What is being asked ::
Exact copy required. Repeat the records, but keep the pictures out.

Referring expression pointing data
# # #

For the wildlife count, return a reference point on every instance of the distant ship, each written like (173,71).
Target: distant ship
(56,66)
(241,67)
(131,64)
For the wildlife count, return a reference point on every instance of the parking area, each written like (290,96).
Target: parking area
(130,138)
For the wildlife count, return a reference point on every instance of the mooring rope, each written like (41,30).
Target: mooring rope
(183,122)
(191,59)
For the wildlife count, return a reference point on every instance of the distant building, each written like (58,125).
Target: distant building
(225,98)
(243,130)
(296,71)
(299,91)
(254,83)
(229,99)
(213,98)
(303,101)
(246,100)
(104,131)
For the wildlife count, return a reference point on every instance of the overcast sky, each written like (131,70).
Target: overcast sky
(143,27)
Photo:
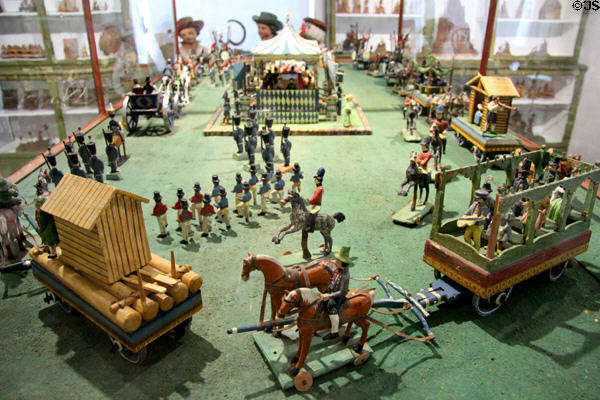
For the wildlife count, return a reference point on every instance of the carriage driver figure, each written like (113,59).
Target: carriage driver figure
(335,295)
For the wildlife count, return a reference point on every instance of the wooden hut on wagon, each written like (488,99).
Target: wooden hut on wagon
(482,90)
(101,228)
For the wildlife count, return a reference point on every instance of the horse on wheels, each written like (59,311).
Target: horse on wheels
(415,178)
(312,317)
(299,220)
(10,229)
(278,278)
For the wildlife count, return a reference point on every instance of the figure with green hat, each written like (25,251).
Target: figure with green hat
(268,25)
(335,295)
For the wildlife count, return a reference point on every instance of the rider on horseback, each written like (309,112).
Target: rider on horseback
(335,295)
(315,200)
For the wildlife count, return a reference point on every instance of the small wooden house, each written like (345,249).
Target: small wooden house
(101,228)
(482,89)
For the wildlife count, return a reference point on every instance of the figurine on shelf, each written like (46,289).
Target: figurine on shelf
(245,199)
(160,212)
(96,163)
(347,112)
(278,187)
(196,201)
(268,25)
(286,145)
(336,292)
(223,208)
(238,189)
(83,151)
(475,219)
(238,133)
(177,206)
(264,191)
(296,178)
(253,181)
(113,155)
(46,227)
(250,143)
(184,219)
(216,193)
(55,174)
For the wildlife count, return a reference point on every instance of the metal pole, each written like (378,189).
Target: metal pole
(489,30)
(89,27)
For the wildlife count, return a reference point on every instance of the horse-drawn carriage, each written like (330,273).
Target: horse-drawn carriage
(151,104)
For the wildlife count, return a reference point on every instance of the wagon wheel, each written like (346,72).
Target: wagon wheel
(486,307)
(131,118)
(303,381)
(557,271)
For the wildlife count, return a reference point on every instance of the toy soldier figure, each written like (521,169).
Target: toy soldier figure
(335,294)
(223,205)
(112,153)
(160,212)
(250,143)
(238,134)
(264,191)
(296,178)
(46,227)
(522,181)
(477,216)
(238,189)
(246,201)
(185,220)
(279,185)
(55,174)
(216,193)
(177,205)
(206,213)
(84,153)
(253,181)
(424,156)
(315,200)
(196,201)
(286,145)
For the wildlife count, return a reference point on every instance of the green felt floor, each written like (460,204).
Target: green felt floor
(544,344)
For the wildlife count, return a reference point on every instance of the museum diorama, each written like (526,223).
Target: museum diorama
(410,193)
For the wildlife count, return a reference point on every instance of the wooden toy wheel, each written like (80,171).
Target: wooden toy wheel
(303,381)
(364,356)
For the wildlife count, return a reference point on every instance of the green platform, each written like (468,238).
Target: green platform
(324,356)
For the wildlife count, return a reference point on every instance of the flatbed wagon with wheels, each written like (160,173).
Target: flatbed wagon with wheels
(151,105)
(528,234)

# # #

Answer space ::
For the wildlife count, return a reference point on every instance of the distant ship, each written like (173,71).
Target: distant ship
(56,66)
(241,67)
(131,64)
For the wildlife count, return a reference point on every instance of the parking area, each written like (290,96).
Target: parking area
(130,138)
For the wildlife count, return a reference point on every instance of the mooring rope, each written like (41,30).
Target: mooring rope
(183,122)
(191,59)
For the wildlife count, return a reference point on every instance of the distant building, each written like (58,125).
Target: distant building
(225,98)
(243,130)
(296,71)
(299,91)
(254,83)
(229,99)
(213,98)
(303,101)
(246,100)
(104,131)
For the wildlife count, return a reference point on every instance of the overcast sky, each written like (131,70).
Target: overcast sky
(143,27)
Photo:
For the wildlife count, return a reference point on every instance of the carriage driver figure, each written like (113,59).
Target: carriage driver figure
(335,295)
For the wildlife count, return a reference point on every instance of the wooden hut on wagon, each written like (488,99).
Target: wooden hut on wagon
(482,90)
(101,228)
For the wildlife count, return a reference point on every instance of the horse on wheels, each written like (59,311).
Target: horse on wheels
(415,178)
(312,317)
(299,220)
(10,229)
(278,278)
For the wildlife count, return a reference point on every instance of the figure with green hat, each written like (25,251).
Target: figure with green hat
(268,25)
(335,295)
For the wildlife count, return a reference point on every instance of the rider on horseback, each written like (309,112).
Target: rider on horseback
(335,295)
(315,200)
For the wildlife count, return a reference point on every instance of the small wooden house, each written like (345,249).
Target: small wooden house
(101,228)
(482,89)
For the wildlife count, return a reference point on every instance of the figurine on shelf, each written like (46,289).
Target: figurine on shelf
(245,199)
(160,212)
(96,163)
(347,112)
(278,187)
(196,201)
(268,25)
(286,145)
(336,292)
(223,208)
(238,189)
(83,151)
(475,219)
(238,133)
(177,206)
(264,191)
(296,178)
(253,181)
(113,155)
(46,227)
(250,143)
(184,219)
(216,193)
(55,174)
For the wildlife count, return a reference point on every instance of the metal pole, each written like (378,189).
Target: metal pole
(489,30)
(89,27)
For the wildlife count, return a reference point on every instance of the horse-drawn carriage, each written like (330,273).
Target: horse-drawn carriage
(151,104)
For the wildlife count, return a reference point on every instance of the wagon wheel, each written like (346,72).
Target: wagon wheel
(486,307)
(131,118)
(303,381)
(557,271)
For the wildlife count, return a reference point on every instance of the toy soldier figure, each written like (521,169).
Target: toy soldier figure
(335,294)
(223,205)
(112,153)
(160,212)
(250,143)
(238,134)
(264,191)
(296,178)
(46,227)
(522,181)
(477,216)
(238,189)
(246,201)
(185,220)
(279,185)
(55,174)
(216,193)
(177,205)
(206,213)
(84,153)
(253,181)
(424,156)
(315,200)
(196,201)
(286,145)
For the wildlife count, return a reference point on every instance of the green felt floor, each written like (460,204).
Target: green felt floor
(544,344)
For the wildlife count, return a reference point on every instance of the museum diorama, each written like (526,223).
Target: museum diorama
(410,193)
For the wildlife count, return a reference point on every instance of the wooden toy wheel, each written like (80,171).
Target: wooden toy wheel
(303,381)
(364,356)
For the wildlife count, return a reference point on every instance of the green platform, each written like (468,238).
Target: green platform
(324,356)
For the wildlife count, return a reference point on every instance of the flatbed wagon with wheels, each written like (160,173).
Target: flatbed wagon with wheels
(151,105)
(528,234)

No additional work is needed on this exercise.